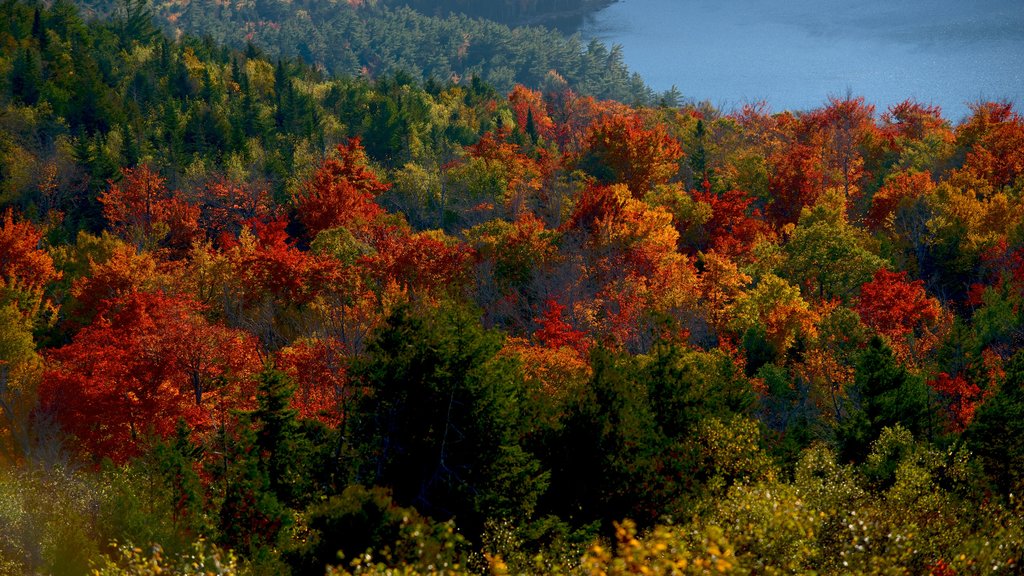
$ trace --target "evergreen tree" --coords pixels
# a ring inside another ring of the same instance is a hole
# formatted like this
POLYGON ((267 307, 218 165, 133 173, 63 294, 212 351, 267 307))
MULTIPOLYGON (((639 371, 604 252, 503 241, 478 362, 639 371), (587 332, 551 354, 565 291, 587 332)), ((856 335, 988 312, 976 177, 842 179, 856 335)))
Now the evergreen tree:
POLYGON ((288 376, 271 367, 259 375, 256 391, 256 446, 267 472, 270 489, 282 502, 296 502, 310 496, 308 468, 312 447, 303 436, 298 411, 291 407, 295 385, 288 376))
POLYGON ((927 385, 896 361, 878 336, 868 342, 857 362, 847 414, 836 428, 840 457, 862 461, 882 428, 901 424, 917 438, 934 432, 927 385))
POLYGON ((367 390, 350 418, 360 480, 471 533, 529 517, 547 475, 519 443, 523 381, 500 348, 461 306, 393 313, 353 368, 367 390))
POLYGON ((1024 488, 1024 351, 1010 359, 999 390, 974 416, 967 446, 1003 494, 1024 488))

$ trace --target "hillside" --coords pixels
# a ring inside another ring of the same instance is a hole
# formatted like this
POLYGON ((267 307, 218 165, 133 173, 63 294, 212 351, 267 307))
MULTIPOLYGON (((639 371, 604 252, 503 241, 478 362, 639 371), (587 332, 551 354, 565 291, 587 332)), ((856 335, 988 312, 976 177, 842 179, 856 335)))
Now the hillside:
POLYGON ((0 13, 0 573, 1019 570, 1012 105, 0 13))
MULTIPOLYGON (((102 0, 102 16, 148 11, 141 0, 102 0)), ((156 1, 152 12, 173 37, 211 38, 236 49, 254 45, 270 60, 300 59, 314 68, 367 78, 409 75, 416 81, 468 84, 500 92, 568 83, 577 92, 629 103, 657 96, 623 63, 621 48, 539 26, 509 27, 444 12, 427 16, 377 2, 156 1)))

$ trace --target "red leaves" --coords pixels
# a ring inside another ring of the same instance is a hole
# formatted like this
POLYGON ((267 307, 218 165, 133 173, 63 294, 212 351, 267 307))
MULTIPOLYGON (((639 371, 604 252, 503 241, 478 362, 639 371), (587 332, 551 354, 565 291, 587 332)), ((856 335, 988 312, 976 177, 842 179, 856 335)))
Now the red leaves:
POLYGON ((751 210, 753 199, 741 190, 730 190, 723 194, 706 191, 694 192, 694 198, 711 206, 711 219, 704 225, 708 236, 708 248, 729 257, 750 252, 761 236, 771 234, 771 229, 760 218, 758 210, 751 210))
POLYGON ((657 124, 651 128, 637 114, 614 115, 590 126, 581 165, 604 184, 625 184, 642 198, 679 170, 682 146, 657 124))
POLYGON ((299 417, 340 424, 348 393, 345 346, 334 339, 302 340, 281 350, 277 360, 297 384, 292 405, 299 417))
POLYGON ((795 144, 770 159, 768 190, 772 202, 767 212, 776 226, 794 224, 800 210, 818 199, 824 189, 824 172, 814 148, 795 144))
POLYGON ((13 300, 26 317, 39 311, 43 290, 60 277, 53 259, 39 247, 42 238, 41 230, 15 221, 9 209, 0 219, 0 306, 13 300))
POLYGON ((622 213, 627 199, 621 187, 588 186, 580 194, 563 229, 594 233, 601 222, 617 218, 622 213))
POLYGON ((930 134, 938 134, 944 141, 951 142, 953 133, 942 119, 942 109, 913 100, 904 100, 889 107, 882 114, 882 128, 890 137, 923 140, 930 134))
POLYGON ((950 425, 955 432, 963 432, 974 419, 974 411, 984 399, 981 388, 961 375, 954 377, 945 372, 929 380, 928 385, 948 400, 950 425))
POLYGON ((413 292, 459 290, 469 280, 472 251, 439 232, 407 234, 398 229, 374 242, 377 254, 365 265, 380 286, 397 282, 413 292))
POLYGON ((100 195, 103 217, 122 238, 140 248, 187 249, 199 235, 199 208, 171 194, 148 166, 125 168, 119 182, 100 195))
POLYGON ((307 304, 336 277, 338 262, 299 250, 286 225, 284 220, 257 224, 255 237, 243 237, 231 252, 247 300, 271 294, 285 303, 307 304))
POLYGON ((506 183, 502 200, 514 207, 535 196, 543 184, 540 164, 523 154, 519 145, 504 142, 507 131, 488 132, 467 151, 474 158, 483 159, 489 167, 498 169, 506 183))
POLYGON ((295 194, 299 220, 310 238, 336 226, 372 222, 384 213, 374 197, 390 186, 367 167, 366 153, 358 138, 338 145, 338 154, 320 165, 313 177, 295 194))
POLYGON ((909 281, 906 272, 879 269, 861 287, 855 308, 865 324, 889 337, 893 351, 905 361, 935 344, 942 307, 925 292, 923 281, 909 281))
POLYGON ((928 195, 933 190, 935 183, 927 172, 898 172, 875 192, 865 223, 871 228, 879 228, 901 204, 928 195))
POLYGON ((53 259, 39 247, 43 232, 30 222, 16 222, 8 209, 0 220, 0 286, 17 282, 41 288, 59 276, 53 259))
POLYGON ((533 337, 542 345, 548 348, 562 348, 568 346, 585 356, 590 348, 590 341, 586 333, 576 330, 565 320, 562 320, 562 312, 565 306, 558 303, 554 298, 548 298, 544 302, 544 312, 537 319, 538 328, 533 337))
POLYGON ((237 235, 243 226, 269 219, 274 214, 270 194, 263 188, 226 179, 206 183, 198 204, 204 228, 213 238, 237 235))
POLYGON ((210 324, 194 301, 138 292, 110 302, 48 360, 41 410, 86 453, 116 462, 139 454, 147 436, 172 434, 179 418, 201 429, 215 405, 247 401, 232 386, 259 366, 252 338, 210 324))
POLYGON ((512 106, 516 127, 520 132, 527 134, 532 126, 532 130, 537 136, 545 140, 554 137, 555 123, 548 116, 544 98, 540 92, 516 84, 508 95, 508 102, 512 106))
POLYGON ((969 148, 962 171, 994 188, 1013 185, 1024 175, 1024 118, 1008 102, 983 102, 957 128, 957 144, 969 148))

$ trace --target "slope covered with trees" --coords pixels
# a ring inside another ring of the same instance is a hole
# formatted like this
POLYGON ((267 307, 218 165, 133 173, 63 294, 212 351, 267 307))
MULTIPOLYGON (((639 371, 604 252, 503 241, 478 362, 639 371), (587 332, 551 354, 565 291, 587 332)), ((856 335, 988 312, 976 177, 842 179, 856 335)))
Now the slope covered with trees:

++++++++

Work instructions:
Reproduce the records verbatim, omitting all images they contain.

Output for this exercise:
$ trace --target "evergreen tree" --coords pixels
# a ring inside another ring of the same instance is a hole
# formatted like this
POLYGON ((267 307, 218 165, 133 173, 63 294, 212 351, 267 307))
MULTIPOLYGON (((639 371, 604 252, 503 241, 478 362, 639 371), (587 332, 551 354, 565 291, 587 332)), ((856 335, 988 312, 976 177, 842 179, 856 335)))
Now the evergreen tree:
POLYGON ((288 376, 271 367, 259 375, 256 391, 256 446, 267 472, 270 489, 282 502, 296 502, 310 496, 308 468, 312 447, 303 436, 298 411, 291 407, 295 385, 288 376))
POLYGON ((927 385, 896 361, 878 336, 868 342, 857 362, 847 414, 836 428, 840 457, 862 461, 882 428, 901 424, 917 438, 934 432, 927 385))
POLYGON ((367 390, 350 418, 360 480, 471 533, 529 517, 547 475, 519 443, 523 381, 500 348, 461 306, 393 313, 353 368, 367 390))
POLYGON ((1024 488, 1024 351, 1010 359, 999 390, 974 416, 967 446, 1003 494, 1024 488))

$ trace --target "hillside" --coords pixels
# a ring inside another ring of the same instance is a hole
# formatted like this
POLYGON ((267 307, 218 165, 133 173, 63 294, 212 351, 267 307))
MULTIPOLYGON (((639 371, 604 252, 503 241, 478 362, 639 371), (587 332, 551 354, 565 291, 587 332)), ((856 335, 988 312, 976 177, 842 179, 856 335)))
Now the hillside:
POLYGON ((0 13, 0 573, 1019 570, 1012 105, 0 13))
MULTIPOLYGON (((102 0, 102 16, 148 11, 141 0, 102 0)), ((156 1, 152 12, 173 37, 211 38, 236 49, 254 45, 270 60, 300 59, 314 68, 367 78, 409 75, 416 81, 468 84, 500 92, 568 83, 577 92, 629 103, 657 96, 623 63, 621 48, 539 26, 509 27, 444 12, 427 16, 377 2, 156 1)))

$ trace --target "red leaves" --coords pixels
# a ring inside another ring of the same instance is a hole
# formatted like this
POLYGON ((267 307, 218 165, 133 173, 63 294, 212 351, 267 307))
MULTIPOLYGON (((639 371, 604 252, 503 241, 478 362, 639 371), (587 332, 551 354, 565 291, 587 332)), ((856 335, 988 312, 976 177, 842 179, 856 335)))
Now the red leaves:
POLYGON ((751 210, 753 199, 741 190, 730 190, 723 194, 706 191, 694 192, 694 198, 711 206, 711 219, 704 225, 708 236, 708 248, 729 257, 750 252, 761 236, 771 234, 771 229, 760 218, 758 210, 751 210))
POLYGON ((657 124, 651 128, 637 114, 614 115, 590 126, 581 165, 604 184, 625 184, 642 198, 679 170, 682 146, 657 124))
POLYGON ((299 417, 340 424, 348 393, 345 346, 334 339, 302 340, 281 350, 277 360, 297 384, 292 405, 299 417))
POLYGON ((795 144, 770 159, 768 190, 772 202, 767 212, 776 226, 794 224, 800 210, 818 199, 824 189, 824 172, 814 148, 795 144))
POLYGON ((13 300, 26 317, 39 311, 43 290, 60 277, 53 259, 39 247, 42 238, 41 230, 15 221, 9 209, 0 219, 0 306, 13 300))
POLYGON ((622 213, 627 199, 621 187, 588 186, 580 194, 563 229, 594 233, 601 222, 617 218, 622 213))
POLYGON ((930 134, 938 134, 944 141, 951 142, 953 133, 942 119, 942 109, 913 100, 904 100, 889 107, 882 114, 882 128, 890 137, 923 140, 930 134))
POLYGON ((950 425, 955 432, 963 432, 974 419, 974 411, 984 399, 981 388, 961 375, 954 377, 945 372, 929 380, 928 385, 948 400, 950 425))
POLYGON ((413 292, 459 290, 469 280, 472 251, 439 232, 407 234, 398 229, 374 242, 377 254, 365 265, 380 286, 397 282, 413 292))
POLYGON ((100 195, 103 217, 122 238, 140 248, 187 249, 199 235, 199 208, 171 194, 148 166, 125 168, 119 182, 100 195))
POLYGON ((307 304, 336 277, 338 262, 299 250, 286 225, 284 220, 257 224, 255 237, 243 237, 231 252, 247 300, 271 294, 285 303, 307 304))
POLYGON ((506 183, 502 200, 514 207, 535 196, 543 184, 540 164, 523 154, 519 145, 504 142, 507 131, 488 132, 467 151, 474 158, 483 159, 489 167, 498 169, 506 183))
POLYGON ((295 194, 299 220, 310 238, 336 226, 372 222, 384 213, 374 197, 390 186, 367 167, 366 153, 358 138, 338 145, 338 154, 320 165, 313 177, 295 194))
POLYGON ((909 281, 906 272, 879 269, 861 287, 855 308, 865 324, 889 337, 893 351, 905 361, 935 344, 942 307, 925 292, 923 281, 909 281))
POLYGON ((928 195, 933 190, 935 183, 927 172, 898 172, 875 192, 865 223, 871 228, 879 228, 901 204, 928 195))
POLYGON ((53 259, 39 247, 43 232, 30 222, 16 222, 8 209, 0 220, 0 286, 17 282, 41 288, 59 276, 53 259))
POLYGON ((533 337, 542 345, 548 348, 562 348, 568 346, 585 356, 590 348, 590 341, 586 333, 576 330, 565 320, 562 320, 562 312, 565 306, 558 303, 554 298, 548 298, 544 302, 544 312, 537 319, 538 328, 533 337))
POLYGON ((237 235, 243 226, 269 219, 274 214, 270 194, 263 188, 226 179, 206 183, 198 204, 204 228, 213 238, 237 235))
POLYGON ((210 324, 194 301, 138 292, 110 302, 48 360, 41 410, 86 453, 116 462, 139 454, 147 436, 172 434, 179 418, 201 429, 215 405, 247 401, 232 386, 259 366, 252 338, 210 324))
POLYGON ((512 106, 516 127, 520 132, 527 134, 532 126, 532 130, 537 136, 545 140, 554 137, 555 123, 548 116, 544 98, 540 92, 516 84, 508 95, 508 102, 512 106))
POLYGON ((969 148, 962 171, 994 188, 1013 185, 1024 175, 1024 118, 1008 102, 983 102, 957 128, 957 144, 969 148))

$ trace --target "slope covered with trees" --coords pixels
# a ring inside another ring of the same instance is a hole
# formatted like this
POLYGON ((267 307, 218 165, 133 173, 63 294, 212 351, 267 307))
MULTIPOLYGON (((639 371, 604 252, 503 241, 478 362, 639 371), (587 332, 551 354, 565 291, 587 332)), ((856 335, 988 312, 976 177, 842 179, 856 335)))
Now the slope covered with trees:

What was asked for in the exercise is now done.